** Begin **

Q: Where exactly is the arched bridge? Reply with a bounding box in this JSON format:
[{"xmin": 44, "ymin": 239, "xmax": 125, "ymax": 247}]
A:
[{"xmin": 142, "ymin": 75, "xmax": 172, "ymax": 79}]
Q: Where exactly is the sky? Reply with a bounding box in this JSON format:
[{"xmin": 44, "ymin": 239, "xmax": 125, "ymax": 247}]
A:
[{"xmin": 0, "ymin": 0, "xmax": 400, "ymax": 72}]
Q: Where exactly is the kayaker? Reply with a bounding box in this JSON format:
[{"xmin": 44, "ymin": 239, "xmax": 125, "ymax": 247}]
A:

** End **
** Begin **

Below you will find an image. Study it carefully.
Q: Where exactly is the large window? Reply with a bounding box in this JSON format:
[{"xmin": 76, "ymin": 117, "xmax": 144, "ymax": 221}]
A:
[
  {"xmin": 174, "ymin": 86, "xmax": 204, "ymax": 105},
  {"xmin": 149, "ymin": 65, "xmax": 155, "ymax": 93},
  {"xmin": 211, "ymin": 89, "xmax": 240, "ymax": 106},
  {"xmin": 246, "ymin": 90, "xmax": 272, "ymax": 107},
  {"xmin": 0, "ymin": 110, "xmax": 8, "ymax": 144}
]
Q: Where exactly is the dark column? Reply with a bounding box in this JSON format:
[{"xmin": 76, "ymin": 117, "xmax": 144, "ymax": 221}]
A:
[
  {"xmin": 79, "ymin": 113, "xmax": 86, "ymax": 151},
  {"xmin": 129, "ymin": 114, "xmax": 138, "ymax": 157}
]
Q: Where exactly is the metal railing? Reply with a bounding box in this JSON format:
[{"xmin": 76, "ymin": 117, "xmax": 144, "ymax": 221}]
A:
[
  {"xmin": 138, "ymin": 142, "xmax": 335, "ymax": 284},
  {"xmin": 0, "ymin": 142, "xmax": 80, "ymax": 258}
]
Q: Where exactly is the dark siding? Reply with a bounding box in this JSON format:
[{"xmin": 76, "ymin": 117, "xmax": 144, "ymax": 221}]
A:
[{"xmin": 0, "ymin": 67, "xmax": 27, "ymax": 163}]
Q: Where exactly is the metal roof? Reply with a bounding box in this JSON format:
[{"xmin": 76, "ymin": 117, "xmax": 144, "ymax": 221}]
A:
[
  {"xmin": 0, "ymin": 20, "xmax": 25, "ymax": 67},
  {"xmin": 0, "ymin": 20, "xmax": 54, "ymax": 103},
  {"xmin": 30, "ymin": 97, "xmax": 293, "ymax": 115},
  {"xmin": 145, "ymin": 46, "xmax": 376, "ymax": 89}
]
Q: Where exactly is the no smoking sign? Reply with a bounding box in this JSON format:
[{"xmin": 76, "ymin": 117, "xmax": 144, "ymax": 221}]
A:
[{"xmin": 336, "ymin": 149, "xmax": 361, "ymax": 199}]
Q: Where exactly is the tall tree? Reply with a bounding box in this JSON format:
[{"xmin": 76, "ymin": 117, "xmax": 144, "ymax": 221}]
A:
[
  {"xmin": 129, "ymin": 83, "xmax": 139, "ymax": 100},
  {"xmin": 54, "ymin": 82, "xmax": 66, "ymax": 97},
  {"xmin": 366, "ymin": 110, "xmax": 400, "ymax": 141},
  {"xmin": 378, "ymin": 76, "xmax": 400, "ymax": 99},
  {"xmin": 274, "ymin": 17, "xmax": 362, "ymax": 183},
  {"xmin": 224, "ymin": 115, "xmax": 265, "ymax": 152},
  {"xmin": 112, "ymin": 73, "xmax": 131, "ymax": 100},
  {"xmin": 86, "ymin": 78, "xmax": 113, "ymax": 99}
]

** End **

Which lines of the records contain the string "format"? Pull each of them out, matching case.

Q: Where exactly is the arched bridge? Reply with a bounding box in this JSON format:
Q: Where exactly is the sky? Reply with a bounding box in this JSON format:
Q: Where exactly is the kayaker? Reply with a bounding box in this JSON format:
Q: Where exactly is the large window? Reply with a bounding box in this JSON format:
Q: Where exactly is the dark column? Reply with a bounding box in this JSON format:
Q: Where exactly is the metal railing? Reply with a bounding box in this JSON format:
Q: Where exactly is the dark siding? Reply with a bounding box in this JSON format:
Q: Where exactly is the metal roof? Reply with a bounding box in this JSON format:
Q: Where exactly is the no smoking sign? Reply with a bounding box in this JSON format:
Q: Where exactly is the tall tree? Reply with a bounding box in this JSON format:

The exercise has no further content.